Pull every line from the material below that contains the string "pavement". The match is case-sensitive.

--- Begin ---

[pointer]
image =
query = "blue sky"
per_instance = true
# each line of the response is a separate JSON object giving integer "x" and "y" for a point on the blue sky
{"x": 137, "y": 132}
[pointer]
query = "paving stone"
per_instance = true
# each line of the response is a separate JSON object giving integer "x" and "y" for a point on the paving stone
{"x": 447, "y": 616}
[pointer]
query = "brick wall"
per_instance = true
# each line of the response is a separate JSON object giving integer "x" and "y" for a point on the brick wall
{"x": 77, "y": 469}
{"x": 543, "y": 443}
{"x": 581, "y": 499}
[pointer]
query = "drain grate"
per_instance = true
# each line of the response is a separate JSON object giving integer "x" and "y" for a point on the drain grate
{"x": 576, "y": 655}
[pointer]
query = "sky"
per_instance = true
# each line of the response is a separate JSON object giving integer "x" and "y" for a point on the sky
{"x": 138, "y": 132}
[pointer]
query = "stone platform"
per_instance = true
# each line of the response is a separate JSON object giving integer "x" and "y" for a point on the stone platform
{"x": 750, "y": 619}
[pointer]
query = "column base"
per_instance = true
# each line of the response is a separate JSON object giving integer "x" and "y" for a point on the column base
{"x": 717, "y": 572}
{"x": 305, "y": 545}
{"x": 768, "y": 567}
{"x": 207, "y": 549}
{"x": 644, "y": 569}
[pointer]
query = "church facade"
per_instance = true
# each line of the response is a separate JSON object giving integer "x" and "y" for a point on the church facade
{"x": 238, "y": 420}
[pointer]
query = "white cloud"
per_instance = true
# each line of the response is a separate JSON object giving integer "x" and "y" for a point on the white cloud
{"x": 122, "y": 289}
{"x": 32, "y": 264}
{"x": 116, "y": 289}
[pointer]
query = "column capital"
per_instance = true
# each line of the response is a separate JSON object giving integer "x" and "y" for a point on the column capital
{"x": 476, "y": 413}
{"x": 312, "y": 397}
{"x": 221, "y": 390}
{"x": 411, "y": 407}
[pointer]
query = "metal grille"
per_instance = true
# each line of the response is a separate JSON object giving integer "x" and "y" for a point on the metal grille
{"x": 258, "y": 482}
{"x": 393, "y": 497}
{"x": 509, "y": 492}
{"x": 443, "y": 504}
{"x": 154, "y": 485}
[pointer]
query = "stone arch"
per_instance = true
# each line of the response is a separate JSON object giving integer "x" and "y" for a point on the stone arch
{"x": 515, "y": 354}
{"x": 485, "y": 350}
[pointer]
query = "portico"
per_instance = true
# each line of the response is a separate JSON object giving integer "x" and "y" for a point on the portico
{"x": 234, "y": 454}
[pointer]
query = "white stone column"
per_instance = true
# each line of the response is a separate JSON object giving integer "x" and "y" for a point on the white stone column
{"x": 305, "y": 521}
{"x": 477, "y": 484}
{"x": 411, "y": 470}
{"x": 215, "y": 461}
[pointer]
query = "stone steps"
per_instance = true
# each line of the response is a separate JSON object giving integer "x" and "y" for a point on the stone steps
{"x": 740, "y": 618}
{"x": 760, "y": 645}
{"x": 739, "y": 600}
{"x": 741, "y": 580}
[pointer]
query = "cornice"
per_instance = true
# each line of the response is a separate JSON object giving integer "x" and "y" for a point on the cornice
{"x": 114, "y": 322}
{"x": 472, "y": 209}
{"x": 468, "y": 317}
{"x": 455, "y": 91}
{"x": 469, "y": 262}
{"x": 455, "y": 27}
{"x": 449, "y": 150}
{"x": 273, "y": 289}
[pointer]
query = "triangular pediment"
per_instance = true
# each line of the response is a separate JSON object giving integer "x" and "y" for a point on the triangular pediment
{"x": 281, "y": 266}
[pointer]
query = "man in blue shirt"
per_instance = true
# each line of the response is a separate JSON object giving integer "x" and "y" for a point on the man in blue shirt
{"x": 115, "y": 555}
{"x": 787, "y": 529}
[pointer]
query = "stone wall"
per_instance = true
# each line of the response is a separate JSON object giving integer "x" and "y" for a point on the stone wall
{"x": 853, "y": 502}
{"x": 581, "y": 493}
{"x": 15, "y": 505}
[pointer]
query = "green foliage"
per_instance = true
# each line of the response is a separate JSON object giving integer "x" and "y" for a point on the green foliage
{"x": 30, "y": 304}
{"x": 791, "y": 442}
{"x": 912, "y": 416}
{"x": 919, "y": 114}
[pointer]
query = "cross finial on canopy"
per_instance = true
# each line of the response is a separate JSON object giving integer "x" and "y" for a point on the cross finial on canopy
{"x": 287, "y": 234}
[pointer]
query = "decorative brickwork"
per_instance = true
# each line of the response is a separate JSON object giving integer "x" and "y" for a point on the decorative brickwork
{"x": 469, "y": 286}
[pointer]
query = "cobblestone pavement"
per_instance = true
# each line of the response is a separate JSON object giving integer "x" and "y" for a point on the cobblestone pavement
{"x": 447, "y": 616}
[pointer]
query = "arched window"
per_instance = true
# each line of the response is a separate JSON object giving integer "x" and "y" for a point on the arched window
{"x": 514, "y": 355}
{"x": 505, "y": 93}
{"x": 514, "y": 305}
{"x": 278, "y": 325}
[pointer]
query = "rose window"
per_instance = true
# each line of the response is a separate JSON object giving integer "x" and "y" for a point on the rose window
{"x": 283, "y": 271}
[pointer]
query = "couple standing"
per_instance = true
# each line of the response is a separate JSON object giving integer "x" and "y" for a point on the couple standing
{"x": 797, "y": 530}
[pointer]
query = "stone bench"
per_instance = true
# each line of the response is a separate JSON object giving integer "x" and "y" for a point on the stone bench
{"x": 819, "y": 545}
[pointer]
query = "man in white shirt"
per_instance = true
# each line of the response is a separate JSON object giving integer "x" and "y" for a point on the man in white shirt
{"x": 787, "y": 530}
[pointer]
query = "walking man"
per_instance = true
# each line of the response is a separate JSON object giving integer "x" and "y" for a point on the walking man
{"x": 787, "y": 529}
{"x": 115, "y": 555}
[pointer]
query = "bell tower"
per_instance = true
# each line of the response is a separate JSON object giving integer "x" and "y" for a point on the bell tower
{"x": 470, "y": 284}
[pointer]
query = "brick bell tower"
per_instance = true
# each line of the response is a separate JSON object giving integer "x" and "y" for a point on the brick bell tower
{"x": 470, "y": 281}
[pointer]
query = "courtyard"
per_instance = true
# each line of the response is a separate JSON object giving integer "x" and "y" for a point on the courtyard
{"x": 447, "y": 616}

--- End ---

Result for this exercise:
query = "cobblestone pavement"
# each line of the response is a separate JSON object giving integer "x" and "y" for a point on the cobblestone pavement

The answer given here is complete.